### TUGAS
Cari semua baris dalam entri di bawah yang mengandung kata "marble", lalu salin setiap baris tersebut. Huruf besar dan huruf kecil dibedakan.
○ ○ ○ ○
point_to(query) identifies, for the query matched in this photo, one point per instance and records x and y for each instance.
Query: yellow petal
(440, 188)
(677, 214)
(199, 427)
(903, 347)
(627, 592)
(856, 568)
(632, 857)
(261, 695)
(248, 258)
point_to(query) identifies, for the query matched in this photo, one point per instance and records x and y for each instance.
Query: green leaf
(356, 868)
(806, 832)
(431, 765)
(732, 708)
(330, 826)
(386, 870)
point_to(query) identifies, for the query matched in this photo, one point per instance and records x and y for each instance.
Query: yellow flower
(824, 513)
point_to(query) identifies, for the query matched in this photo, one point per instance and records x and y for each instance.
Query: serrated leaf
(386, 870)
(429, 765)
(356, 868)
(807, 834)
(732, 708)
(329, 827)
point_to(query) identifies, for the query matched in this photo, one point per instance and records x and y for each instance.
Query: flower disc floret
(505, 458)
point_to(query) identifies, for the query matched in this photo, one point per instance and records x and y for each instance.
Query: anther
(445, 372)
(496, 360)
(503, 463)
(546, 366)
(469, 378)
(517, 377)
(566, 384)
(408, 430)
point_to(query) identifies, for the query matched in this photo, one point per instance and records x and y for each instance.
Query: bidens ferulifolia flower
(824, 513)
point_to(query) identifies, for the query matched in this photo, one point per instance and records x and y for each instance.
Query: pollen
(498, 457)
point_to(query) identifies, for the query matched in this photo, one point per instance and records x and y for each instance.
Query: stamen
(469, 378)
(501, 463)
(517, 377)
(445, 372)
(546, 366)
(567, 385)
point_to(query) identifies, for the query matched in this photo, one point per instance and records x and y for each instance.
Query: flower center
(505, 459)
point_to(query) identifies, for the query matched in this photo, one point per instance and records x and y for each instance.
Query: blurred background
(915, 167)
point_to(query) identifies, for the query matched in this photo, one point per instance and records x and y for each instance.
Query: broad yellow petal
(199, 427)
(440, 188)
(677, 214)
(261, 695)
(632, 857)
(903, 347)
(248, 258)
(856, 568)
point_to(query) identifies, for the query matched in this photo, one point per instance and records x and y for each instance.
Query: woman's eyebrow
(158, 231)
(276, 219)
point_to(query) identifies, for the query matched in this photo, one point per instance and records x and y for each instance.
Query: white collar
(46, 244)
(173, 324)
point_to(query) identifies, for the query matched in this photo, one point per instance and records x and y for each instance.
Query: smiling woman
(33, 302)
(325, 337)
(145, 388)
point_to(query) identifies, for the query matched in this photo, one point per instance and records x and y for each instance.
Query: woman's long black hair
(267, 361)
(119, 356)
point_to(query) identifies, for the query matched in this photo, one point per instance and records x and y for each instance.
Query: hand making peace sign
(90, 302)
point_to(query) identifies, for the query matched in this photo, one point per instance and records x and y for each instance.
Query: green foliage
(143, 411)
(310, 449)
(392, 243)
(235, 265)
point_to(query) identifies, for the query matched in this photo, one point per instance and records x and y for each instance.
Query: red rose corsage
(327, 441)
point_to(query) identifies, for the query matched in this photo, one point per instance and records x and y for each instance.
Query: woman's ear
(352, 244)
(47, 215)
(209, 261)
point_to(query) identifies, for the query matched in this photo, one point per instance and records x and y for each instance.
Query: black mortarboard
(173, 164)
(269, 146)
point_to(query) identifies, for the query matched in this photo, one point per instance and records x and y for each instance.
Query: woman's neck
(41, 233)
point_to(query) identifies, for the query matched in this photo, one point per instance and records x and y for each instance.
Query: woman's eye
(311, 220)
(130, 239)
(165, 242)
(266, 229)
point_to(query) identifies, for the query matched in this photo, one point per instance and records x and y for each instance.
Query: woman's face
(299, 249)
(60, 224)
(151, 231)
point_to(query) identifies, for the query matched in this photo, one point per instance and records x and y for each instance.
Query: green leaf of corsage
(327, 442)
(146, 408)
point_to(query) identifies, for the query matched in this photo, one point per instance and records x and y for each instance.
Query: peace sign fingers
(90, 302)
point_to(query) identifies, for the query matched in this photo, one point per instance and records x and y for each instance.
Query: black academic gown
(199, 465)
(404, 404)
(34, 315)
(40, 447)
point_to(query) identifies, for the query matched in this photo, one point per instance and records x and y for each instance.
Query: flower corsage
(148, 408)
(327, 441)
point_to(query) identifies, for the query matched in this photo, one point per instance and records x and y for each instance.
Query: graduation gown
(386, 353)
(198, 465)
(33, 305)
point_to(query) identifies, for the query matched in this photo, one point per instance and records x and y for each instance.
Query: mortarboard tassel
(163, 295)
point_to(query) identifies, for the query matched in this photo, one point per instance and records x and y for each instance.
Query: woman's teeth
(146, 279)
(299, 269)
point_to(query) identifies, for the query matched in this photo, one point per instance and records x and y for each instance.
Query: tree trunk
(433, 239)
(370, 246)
○ ○ ○ ○
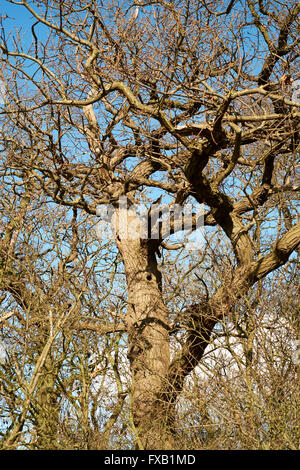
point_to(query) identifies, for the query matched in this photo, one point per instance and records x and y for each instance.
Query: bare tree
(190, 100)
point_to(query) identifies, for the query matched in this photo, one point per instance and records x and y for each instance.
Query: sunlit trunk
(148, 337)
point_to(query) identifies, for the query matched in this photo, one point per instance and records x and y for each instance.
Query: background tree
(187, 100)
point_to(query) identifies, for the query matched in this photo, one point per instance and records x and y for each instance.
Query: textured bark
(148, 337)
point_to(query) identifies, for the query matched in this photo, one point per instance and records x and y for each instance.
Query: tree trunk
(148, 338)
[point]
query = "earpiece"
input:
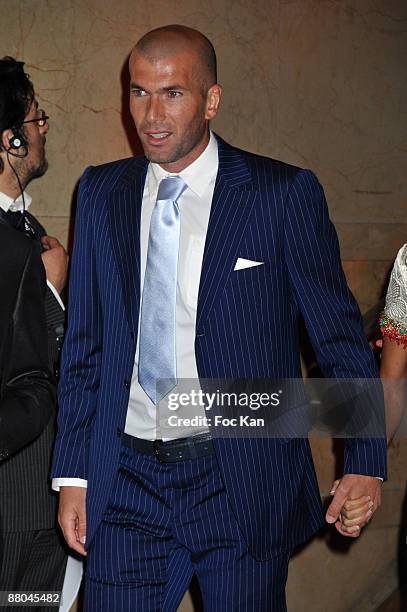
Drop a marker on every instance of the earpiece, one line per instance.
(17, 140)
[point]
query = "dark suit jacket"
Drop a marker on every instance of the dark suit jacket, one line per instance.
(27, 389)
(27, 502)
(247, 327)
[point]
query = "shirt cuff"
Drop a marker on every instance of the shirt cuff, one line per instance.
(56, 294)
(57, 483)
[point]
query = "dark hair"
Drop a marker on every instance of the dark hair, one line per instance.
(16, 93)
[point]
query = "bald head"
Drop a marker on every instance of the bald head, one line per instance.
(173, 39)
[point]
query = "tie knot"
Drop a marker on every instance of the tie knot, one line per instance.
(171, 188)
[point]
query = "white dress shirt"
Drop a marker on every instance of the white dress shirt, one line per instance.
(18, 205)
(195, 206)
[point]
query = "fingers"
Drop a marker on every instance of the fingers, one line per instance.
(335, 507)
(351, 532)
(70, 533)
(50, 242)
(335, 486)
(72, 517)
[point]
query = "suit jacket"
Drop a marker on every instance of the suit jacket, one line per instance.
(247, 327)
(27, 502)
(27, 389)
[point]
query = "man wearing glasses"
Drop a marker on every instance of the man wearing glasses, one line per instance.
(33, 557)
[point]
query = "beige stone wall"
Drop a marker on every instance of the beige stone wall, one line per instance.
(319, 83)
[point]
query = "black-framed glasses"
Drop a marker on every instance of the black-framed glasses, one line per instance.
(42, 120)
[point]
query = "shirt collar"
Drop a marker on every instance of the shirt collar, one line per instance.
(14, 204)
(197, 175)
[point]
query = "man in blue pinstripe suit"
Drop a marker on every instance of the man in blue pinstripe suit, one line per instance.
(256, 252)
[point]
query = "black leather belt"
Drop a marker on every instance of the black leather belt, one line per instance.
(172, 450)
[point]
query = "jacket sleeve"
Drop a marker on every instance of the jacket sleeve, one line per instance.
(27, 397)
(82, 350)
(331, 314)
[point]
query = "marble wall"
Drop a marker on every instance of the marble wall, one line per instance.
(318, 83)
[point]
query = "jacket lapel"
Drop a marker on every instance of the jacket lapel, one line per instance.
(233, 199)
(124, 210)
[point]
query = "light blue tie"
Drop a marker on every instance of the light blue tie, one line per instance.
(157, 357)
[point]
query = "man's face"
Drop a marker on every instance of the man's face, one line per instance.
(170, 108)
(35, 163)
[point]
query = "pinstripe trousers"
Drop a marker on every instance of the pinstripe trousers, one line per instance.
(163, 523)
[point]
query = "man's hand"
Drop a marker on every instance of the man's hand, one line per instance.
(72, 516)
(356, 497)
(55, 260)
○ ○ ○ ○
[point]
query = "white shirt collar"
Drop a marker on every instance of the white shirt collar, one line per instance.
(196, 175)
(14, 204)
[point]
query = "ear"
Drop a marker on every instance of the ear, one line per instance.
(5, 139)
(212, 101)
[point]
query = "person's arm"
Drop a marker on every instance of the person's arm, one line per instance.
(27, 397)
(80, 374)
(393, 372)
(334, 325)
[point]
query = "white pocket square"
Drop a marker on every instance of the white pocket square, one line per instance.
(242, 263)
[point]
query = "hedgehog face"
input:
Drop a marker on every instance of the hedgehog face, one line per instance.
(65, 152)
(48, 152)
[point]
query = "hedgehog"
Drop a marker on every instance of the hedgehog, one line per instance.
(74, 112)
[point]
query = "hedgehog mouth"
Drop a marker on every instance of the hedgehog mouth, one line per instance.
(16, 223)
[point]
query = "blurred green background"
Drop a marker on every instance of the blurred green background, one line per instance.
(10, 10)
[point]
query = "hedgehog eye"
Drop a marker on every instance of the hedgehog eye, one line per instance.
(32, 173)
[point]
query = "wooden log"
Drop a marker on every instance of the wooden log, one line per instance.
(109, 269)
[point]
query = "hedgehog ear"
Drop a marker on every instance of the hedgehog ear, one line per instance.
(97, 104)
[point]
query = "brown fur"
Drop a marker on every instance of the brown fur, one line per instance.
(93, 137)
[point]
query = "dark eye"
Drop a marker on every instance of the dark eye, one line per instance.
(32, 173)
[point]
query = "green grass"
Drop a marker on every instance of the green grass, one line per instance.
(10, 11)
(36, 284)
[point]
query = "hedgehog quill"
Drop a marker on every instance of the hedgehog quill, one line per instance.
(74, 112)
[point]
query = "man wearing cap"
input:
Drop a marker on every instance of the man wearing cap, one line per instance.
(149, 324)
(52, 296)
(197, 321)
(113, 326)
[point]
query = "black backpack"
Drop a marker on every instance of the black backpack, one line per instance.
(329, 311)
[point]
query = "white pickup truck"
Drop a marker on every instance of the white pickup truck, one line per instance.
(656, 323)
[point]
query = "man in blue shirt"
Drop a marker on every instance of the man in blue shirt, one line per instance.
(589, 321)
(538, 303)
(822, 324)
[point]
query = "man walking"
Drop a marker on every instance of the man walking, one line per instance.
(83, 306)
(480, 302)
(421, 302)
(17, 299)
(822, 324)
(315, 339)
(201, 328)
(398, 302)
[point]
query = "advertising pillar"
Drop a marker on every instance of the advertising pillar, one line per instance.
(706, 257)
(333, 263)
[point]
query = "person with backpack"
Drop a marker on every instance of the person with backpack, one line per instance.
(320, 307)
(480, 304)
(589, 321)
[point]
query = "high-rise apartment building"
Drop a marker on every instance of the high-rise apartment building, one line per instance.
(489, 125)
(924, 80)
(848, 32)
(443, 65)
○ ○ ○ ○
### JAWABAN
query = "marble wall"
Drop a marker on every instance of the marble wall, one line per instance.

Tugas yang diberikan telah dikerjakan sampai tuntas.